(Your task) Reproduce the cracker projectile problem below word for word, from the question through the end of the solution.

==== Text extract ====

Question

A cracker is thrown into air with a velocity of 10 m/s at an angle of 45${}^o$ with the vertical. When it is at a height of 0.5 m from the ground, it explodes into a number of pieces which follow different parabolic paths. What is the velocity of centre of mass, when it is at a height of 1 m from the ground? $(g=10m/s^2)$

• A. $4\sqrt{5}m/s$
• B. $2\sqrt{5}m/s$
• C. $4\sqrt{4}m/s$
• D. 10 m/s

Answer 1

The correct option is A $4\sqrt{5}m/s$

Since cracker explodes in mid air it does not encounter any external force so velocity of COM will remain unchanged due to explosion.
Horizontal component $=10\sin {45}^o=\frac{10}{\sqrt{2}}=5\sqrt{2}m/s$
From third equation of motion, at a height of 1 m, vertical component of velocity of center of mass $=\sqrt{{\left(5\sqrt{2}\right)}^2-2\times 10\times 1}=\sqrt{50-20}=\sqrt{30}m/s$

Hence, net velocity $=\sqrt{{\left(5\sqrt{2}\right)}^2+{\left(\sqrt{30}\right)}^2}=\sqrt{80}=4\sqrt{5}m/s$

==== Information supplied ====

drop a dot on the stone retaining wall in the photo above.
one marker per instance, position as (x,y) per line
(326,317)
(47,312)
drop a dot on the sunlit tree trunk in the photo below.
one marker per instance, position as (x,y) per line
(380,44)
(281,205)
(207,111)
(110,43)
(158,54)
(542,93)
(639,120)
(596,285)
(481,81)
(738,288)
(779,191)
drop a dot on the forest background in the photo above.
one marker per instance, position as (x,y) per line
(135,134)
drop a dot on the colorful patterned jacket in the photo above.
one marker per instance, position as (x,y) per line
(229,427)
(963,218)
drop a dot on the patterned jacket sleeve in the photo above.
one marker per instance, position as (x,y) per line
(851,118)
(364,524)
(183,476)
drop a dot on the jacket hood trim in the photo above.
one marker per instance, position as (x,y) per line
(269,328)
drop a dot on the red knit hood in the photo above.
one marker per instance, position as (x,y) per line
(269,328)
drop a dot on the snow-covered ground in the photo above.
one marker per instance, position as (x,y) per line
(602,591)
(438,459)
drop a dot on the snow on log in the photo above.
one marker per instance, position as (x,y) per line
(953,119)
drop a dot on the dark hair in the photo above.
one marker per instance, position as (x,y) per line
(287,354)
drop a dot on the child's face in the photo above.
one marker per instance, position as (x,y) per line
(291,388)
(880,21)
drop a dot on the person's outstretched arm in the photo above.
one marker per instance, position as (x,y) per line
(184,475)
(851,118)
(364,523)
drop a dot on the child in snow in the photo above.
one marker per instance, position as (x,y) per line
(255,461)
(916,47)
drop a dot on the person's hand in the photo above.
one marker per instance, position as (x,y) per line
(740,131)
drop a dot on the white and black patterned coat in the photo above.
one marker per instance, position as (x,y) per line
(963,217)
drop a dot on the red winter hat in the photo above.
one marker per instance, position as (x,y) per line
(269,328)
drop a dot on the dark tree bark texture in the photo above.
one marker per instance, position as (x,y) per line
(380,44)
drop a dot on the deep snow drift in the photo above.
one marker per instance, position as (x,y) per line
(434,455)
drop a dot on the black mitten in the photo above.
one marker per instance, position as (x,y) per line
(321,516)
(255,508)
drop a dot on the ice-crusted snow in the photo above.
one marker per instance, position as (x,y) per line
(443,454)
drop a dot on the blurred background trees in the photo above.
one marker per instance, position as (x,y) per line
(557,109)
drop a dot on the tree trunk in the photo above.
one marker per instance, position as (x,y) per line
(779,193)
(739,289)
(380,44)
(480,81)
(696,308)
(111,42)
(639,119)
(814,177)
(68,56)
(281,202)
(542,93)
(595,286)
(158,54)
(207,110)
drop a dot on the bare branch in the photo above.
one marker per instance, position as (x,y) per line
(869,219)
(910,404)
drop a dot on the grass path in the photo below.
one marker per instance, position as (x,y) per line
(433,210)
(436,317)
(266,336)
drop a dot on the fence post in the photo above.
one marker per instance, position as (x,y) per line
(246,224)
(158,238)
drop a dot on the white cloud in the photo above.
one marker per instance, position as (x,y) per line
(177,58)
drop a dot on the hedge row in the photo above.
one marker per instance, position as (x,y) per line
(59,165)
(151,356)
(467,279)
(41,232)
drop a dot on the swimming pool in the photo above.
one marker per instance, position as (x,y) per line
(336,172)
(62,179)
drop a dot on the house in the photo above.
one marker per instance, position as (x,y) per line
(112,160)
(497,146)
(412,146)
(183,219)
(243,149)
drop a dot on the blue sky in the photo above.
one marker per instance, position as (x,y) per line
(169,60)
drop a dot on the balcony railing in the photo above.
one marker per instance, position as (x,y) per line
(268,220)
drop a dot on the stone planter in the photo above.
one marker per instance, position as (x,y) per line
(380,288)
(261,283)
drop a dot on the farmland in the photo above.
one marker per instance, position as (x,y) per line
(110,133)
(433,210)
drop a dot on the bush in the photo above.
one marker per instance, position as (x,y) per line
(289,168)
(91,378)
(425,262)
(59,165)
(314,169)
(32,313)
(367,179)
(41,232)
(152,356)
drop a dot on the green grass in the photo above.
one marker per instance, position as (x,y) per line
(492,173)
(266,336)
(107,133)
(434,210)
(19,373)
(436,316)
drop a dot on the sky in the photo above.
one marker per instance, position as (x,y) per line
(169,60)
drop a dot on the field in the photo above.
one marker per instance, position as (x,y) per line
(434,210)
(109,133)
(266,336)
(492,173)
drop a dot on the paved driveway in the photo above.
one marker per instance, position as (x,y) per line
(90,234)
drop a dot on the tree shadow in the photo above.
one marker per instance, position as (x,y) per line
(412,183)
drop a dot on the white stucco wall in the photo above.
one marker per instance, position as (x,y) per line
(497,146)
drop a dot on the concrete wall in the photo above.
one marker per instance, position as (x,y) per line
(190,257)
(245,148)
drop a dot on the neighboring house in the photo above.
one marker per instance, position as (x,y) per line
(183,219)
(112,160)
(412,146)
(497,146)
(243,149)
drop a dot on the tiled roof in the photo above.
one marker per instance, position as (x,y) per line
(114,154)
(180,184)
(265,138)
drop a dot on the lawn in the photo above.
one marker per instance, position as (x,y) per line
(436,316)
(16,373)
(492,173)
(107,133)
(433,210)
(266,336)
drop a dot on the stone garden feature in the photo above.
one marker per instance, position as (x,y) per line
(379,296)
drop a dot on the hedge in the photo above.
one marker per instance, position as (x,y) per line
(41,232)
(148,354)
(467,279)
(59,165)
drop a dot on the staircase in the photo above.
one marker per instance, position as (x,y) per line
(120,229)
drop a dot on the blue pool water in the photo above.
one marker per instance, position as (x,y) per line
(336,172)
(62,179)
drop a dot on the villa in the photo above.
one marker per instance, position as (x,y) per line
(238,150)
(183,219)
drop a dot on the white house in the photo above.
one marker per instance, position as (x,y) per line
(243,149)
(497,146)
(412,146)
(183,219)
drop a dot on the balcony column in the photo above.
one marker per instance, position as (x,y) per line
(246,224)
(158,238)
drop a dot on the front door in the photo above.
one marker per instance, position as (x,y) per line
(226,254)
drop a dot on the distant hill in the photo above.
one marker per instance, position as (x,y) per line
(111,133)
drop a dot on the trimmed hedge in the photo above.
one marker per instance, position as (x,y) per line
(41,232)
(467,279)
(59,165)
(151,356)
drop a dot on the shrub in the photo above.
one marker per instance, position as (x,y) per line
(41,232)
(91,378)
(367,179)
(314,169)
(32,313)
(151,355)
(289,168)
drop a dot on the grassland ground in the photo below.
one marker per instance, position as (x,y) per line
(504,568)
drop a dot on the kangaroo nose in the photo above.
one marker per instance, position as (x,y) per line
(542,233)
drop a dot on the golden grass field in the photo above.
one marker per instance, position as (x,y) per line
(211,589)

====

(Response for this exercise)
Question

A cracker is thrown into air with a velocity of 10 m/s at an angle of 45${}^o$ with the vertical. When it is at a height of 0.5 m from the ground, it explodes into a number of pieces which follow different parabolic paths. What is the velocity of centre of mass, when it is at a height of 1 m from the ground? $(g=10m/s^2)$

• A. $4\sqrt{5}m/s$
• B. $2\sqrt{5}m/s$
• C. $4\sqrt{4}m/s$
• D. 10 m/s

Answer 1

The correct option is A $4\sqrt{5}m/s$

Since cracker explodes in mid air it does not encounter any external force so velocity of COM will remain unchanged due to explosion.
Horizontal component $=10\sin {45}^o=\frac{10}{\sqrt{2}}=5\sqrt{2}m/s$
From third equation of motion, at a height of 1 m, vertical component of velocity of center of mass $=\sqrt{{\left(5\sqrt{2}\right)}^2-2\times 10\times 1}=\sqrt{50-20}=\sqrt{30}m/s$

Hence, net velocity $=\sqrt{{\left(5\sqrt{2}\right)}^2+{\left(\sqrt{30}\right)}^2}=\sqrt{80}=4\sqrt{5}m/s$